(YOUR TASK) Rename "rustic wood texture" to "weathered timber grain" everywhere in the material below and leave every other line unchanged.

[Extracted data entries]

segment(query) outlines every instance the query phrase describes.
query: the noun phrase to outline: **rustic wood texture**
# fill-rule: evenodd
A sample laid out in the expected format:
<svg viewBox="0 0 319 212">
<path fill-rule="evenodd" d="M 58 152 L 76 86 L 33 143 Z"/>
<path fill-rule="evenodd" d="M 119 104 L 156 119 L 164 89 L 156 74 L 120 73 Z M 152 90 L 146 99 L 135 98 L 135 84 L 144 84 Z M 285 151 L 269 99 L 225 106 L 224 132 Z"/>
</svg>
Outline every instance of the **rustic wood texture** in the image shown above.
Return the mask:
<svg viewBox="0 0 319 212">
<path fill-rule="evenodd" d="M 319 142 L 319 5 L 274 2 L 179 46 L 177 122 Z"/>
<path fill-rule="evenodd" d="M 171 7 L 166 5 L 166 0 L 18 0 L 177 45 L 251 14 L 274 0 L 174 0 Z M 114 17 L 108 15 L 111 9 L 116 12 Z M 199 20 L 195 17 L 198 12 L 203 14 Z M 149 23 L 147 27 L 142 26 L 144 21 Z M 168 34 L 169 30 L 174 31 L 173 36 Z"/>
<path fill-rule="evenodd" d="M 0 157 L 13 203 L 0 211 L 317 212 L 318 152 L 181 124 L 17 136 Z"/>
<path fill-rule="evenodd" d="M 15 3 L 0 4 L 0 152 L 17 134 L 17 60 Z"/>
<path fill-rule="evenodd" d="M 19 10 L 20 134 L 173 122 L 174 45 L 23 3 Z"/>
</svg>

(TASK RESPONSE)
segment(query) outlines every instance the query phrase describes.
query: the noun phrase to outline: **weathered timber grain**
# fill-rule: evenodd
A sample laid out in the expected format:
<svg viewBox="0 0 319 212">
<path fill-rule="evenodd" d="M 58 152 L 76 86 L 33 143 Z"/>
<path fill-rule="evenodd" d="M 119 104 L 156 119 L 164 89 L 156 74 L 120 73 Z M 152 90 L 146 99 L 135 98 L 135 84 L 144 84 Z M 285 151 L 269 99 L 225 106 L 224 132 Z"/>
</svg>
Outline every instance of the **weathered timber grain** in the image shown above.
Return the mask:
<svg viewBox="0 0 319 212">
<path fill-rule="evenodd" d="M 319 142 L 319 5 L 274 2 L 179 46 L 177 122 Z"/>
<path fill-rule="evenodd" d="M 171 7 L 166 5 L 166 0 L 18 0 L 177 45 L 251 14 L 274 0 L 174 0 Z M 114 17 L 108 15 L 111 9 L 116 12 Z M 199 20 L 195 17 L 198 12 L 203 14 Z M 149 23 L 147 27 L 142 26 L 144 21 Z M 168 34 L 169 30 L 174 31 L 173 36 Z"/>
<path fill-rule="evenodd" d="M 0 157 L 13 203 L 0 211 L 317 212 L 318 152 L 181 124 L 17 136 Z"/>
<path fill-rule="evenodd" d="M 15 3 L 0 4 L 0 152 L 17 134 L 17 60 Z"/>
<path fill-rule="evenodd" d="M 19 10 L 20 134 L 173 122 L 174 45 L 23 3 Z"/>
</svg>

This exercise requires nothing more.